**What to produce**
From the listing below, copy out every line where the word "steel" appears.

**The records**

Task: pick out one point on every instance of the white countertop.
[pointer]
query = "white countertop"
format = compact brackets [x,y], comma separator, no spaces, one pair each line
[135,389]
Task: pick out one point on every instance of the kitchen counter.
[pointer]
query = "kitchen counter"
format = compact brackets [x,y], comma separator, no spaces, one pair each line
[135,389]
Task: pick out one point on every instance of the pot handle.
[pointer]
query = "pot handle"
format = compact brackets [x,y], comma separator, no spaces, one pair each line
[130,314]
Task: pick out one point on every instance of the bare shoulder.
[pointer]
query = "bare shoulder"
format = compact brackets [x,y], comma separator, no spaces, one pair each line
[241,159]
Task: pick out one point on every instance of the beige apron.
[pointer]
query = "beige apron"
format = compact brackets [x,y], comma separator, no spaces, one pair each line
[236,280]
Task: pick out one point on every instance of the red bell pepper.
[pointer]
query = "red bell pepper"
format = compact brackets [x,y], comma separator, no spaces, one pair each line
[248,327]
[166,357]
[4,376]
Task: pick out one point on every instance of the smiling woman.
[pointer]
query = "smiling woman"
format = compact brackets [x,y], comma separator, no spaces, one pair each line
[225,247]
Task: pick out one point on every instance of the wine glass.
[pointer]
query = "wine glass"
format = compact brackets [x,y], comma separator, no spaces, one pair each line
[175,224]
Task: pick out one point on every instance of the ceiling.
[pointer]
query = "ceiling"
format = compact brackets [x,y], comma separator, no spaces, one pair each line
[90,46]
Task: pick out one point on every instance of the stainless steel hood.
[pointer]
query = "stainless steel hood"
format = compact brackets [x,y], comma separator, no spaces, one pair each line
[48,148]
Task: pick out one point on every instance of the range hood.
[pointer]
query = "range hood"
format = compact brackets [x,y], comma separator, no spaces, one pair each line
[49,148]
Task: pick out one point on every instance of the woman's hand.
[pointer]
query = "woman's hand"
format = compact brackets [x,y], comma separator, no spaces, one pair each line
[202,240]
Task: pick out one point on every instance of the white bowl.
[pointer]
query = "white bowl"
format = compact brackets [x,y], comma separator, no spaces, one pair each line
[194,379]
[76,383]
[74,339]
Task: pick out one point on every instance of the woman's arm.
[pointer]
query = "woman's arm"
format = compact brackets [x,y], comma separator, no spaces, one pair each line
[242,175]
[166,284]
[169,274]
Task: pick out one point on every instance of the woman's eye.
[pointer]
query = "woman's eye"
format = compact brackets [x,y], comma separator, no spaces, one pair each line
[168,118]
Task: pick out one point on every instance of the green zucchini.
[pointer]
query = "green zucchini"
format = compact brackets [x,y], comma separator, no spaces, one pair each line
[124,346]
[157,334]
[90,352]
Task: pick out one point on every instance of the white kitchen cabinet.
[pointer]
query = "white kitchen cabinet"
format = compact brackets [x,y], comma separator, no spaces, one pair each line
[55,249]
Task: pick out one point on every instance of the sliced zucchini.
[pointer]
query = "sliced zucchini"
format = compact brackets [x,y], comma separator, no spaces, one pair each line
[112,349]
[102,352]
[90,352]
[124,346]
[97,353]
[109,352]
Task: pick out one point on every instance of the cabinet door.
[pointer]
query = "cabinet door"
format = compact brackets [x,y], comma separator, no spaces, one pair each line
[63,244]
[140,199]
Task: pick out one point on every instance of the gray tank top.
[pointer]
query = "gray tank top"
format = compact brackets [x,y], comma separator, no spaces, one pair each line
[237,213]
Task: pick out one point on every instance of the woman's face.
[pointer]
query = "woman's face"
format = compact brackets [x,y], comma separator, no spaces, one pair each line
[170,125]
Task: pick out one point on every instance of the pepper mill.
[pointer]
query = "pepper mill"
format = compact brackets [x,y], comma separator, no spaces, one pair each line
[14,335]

**Expected output**
Task: pick out one point on every instance of the stainless steel hood.
query = "stainless steel hood"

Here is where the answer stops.